START Data supplied

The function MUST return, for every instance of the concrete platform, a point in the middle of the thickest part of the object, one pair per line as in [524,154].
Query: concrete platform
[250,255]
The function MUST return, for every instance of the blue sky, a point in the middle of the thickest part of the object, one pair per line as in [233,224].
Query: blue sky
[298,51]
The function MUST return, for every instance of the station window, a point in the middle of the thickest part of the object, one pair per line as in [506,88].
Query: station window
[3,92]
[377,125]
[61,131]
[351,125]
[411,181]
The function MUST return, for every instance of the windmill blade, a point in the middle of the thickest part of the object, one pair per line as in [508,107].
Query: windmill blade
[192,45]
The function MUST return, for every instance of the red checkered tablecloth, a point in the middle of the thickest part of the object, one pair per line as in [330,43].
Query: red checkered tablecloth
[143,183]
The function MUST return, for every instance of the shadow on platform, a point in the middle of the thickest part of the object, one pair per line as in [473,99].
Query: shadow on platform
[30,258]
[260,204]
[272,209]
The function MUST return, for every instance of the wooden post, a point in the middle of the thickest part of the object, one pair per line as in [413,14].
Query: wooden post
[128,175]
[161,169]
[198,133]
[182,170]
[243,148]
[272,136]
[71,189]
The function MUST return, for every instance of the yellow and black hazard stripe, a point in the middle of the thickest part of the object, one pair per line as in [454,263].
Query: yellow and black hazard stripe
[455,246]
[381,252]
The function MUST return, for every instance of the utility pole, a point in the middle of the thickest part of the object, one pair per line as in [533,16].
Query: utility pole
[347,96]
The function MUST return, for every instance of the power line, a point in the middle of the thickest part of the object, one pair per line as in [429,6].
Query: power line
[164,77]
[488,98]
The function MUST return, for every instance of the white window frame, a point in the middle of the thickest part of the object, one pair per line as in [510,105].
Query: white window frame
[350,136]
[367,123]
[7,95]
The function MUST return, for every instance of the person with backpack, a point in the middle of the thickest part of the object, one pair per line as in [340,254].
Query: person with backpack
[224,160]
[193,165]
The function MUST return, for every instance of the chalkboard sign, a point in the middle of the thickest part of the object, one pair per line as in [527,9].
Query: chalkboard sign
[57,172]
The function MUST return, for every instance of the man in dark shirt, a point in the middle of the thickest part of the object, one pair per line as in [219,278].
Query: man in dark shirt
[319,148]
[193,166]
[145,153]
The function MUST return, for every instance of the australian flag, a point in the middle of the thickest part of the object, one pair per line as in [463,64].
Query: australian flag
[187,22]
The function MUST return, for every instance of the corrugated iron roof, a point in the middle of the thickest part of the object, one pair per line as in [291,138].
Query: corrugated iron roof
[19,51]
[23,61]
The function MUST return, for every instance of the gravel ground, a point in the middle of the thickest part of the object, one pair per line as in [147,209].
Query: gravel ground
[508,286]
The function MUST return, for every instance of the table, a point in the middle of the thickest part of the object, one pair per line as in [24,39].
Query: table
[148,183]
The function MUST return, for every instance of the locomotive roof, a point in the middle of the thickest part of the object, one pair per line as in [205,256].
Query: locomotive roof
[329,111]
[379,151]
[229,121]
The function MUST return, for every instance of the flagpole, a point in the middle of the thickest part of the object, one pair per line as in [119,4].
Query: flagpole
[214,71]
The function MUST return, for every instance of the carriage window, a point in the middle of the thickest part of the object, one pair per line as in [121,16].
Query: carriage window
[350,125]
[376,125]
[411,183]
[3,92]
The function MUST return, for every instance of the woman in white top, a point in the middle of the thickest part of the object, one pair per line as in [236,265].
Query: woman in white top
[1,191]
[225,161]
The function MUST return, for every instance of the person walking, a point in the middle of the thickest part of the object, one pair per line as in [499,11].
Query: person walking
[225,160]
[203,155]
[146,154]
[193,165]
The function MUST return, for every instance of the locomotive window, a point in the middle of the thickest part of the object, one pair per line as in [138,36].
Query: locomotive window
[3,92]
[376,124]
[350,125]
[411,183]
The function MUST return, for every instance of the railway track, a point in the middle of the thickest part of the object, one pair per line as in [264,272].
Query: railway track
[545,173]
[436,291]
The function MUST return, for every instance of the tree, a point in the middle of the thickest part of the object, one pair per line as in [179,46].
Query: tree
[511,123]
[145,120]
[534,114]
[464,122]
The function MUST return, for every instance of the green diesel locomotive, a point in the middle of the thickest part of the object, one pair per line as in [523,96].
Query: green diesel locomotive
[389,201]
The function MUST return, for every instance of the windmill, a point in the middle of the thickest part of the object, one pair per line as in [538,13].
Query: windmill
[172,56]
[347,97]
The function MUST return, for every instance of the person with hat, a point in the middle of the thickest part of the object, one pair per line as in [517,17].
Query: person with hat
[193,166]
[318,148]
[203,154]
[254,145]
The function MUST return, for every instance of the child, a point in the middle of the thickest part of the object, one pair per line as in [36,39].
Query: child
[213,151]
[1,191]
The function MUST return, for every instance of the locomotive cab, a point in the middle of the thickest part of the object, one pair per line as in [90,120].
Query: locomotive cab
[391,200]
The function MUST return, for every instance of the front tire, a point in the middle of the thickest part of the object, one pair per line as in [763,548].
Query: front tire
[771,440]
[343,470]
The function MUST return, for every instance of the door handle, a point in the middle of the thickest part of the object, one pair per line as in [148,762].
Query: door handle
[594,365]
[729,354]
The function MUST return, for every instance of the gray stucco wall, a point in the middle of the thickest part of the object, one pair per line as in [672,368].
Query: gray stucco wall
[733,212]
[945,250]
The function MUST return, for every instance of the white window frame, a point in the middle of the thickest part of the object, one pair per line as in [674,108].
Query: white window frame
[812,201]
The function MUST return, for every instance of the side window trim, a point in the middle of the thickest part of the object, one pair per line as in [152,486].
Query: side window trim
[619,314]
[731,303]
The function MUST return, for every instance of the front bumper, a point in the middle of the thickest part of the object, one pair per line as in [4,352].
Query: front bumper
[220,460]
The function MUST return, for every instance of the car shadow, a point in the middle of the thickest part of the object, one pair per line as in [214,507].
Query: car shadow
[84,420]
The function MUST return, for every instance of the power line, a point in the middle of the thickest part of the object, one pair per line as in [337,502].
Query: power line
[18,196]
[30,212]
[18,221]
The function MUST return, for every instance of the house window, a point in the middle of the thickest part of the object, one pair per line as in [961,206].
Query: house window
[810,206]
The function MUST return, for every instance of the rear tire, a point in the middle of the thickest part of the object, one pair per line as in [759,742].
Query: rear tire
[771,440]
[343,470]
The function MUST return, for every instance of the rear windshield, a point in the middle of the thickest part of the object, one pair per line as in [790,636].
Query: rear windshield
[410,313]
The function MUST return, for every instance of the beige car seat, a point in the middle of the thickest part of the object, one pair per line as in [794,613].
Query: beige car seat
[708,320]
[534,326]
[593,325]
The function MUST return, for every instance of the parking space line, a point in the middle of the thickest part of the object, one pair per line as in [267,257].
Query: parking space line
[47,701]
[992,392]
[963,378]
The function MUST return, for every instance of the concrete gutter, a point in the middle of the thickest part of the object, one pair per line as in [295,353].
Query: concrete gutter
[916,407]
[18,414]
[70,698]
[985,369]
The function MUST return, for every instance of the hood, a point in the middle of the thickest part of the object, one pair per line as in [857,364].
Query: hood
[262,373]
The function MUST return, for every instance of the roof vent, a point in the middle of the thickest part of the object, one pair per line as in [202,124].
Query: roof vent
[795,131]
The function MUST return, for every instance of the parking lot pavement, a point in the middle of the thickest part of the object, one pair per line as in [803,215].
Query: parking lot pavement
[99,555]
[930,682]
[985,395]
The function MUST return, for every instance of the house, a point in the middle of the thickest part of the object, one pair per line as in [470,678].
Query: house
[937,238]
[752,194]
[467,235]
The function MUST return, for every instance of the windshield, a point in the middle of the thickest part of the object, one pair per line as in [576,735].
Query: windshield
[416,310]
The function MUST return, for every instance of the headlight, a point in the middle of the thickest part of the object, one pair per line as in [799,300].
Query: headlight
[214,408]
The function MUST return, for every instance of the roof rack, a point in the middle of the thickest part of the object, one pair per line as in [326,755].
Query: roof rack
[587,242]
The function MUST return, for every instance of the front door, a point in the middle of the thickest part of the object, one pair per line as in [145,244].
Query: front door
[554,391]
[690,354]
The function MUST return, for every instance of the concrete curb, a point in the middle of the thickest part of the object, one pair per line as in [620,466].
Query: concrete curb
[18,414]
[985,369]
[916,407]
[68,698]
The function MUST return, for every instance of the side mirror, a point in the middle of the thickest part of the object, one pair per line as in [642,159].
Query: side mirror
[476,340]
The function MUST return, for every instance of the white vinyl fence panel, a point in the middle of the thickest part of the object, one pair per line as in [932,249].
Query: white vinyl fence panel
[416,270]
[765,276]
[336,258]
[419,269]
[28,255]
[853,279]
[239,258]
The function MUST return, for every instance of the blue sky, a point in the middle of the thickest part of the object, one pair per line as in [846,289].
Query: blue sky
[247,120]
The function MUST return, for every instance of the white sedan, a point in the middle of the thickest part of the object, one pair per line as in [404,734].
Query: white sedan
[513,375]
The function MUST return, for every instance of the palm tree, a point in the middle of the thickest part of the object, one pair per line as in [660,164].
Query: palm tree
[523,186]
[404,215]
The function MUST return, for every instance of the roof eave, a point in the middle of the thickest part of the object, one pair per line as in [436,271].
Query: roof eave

END Data supplied

Nothing but the lines from the line with "as in [642,159]." to the last line of the listing above should appear; please retype them exactly, both ends included.

The function MUST return, for every instance of the side mirror, a point in the middle of the thickest part of the object, one pair per line as in [642,159].
Query: side mirror
[476,340]
The function MUST return, for every instance of the white vinyl fence panel, a point in the middle of the thickest part of the object, one pair per line as in [932,249].
Query: white vinyl fence panel
[416,270]
[765,276]
[336,258]
[419,269]
[28,255]
[853,279]
[239,258]
The function MUST return, for every instance of the blue sky, a point in the middle of the thickest part of the object, one pair per line as in [846,289].
Query: blue sky
[247,120]
The function MUST return, for every instance of the white sedan, a point in the middle of the thickest part of the object, one pair per line as in [404,734].
Query: white sedan
[513,375]
The function MUST return, for every instance of the palm tree, a point in the middle of the thickest part of the object, one pair per line as in [660,164].
Query: palm tree
[523,186]
[404,215]
The function MUST return, for every instance of the roof eave, a point in the middle of the thickest part of the object, one pair per line as in [436,271].
Query: roof eave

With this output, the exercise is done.